§ **Work instructions**
Take every line containing "green" out of the records.

§ **Data records**
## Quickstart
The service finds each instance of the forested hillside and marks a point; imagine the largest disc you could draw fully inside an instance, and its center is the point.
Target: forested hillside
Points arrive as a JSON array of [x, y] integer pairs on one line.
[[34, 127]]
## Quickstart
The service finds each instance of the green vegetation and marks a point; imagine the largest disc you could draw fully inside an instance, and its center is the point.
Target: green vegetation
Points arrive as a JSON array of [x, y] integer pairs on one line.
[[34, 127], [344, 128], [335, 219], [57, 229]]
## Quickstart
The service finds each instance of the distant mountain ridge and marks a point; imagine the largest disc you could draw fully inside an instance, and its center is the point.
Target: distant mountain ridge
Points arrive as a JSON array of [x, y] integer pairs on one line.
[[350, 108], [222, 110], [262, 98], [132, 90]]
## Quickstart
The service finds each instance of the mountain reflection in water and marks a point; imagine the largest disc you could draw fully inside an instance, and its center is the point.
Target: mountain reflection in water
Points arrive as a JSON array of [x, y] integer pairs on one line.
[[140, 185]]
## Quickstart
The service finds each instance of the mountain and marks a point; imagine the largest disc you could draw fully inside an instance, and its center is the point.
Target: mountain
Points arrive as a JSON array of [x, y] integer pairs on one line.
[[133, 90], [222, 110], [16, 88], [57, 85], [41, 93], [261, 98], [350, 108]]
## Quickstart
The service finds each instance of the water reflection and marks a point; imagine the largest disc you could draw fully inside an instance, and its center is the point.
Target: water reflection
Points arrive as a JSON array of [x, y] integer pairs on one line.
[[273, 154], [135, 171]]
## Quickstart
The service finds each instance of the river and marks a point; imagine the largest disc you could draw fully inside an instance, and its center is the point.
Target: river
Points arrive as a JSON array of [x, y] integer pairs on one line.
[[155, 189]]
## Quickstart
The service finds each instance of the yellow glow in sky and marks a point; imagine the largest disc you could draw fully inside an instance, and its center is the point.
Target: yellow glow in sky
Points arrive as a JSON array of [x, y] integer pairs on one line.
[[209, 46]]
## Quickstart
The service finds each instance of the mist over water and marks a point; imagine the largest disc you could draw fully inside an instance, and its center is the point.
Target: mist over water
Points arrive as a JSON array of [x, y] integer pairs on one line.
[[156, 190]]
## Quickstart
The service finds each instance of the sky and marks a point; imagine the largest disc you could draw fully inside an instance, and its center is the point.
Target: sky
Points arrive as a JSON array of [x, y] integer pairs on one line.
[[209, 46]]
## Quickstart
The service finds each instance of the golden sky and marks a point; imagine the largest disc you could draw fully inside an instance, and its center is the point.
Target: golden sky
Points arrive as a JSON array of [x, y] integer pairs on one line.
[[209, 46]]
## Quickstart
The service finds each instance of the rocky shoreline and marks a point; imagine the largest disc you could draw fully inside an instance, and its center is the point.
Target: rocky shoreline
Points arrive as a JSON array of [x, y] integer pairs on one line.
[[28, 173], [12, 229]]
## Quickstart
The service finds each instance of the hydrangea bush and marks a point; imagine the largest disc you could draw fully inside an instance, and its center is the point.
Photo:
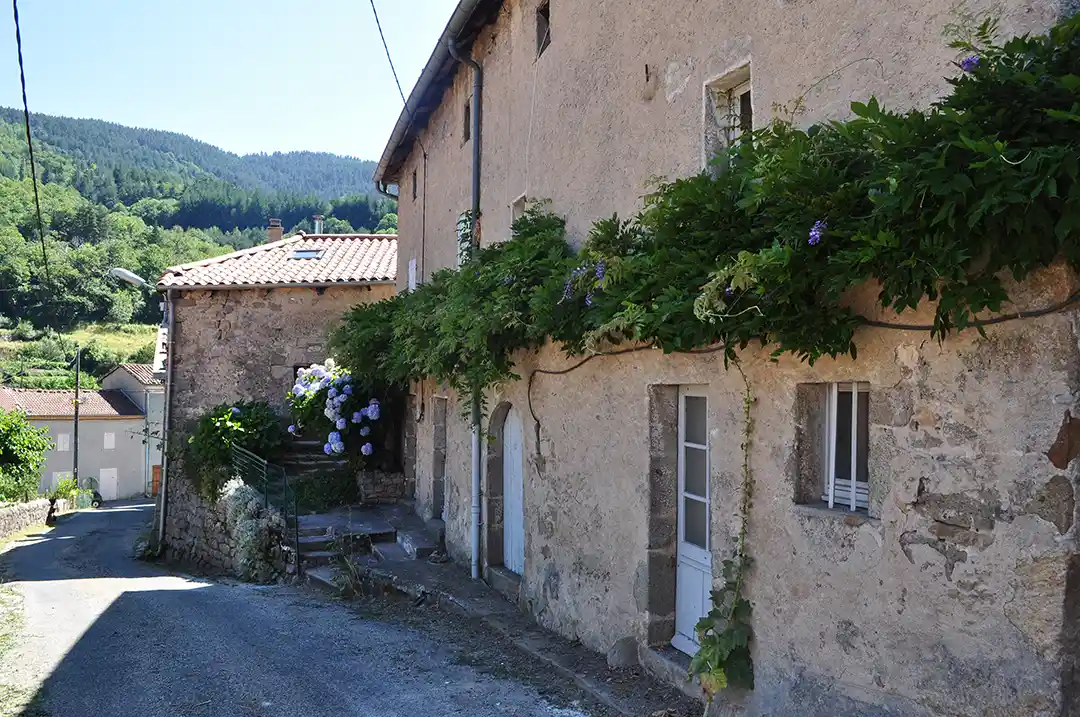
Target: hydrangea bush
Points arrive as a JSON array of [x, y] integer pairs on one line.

§ **Response**
The service finds each instance of the green vegetation and marks a point; imagine the largest disc you could draw fully inside an instance, and its center is the point.
Target: green vegetation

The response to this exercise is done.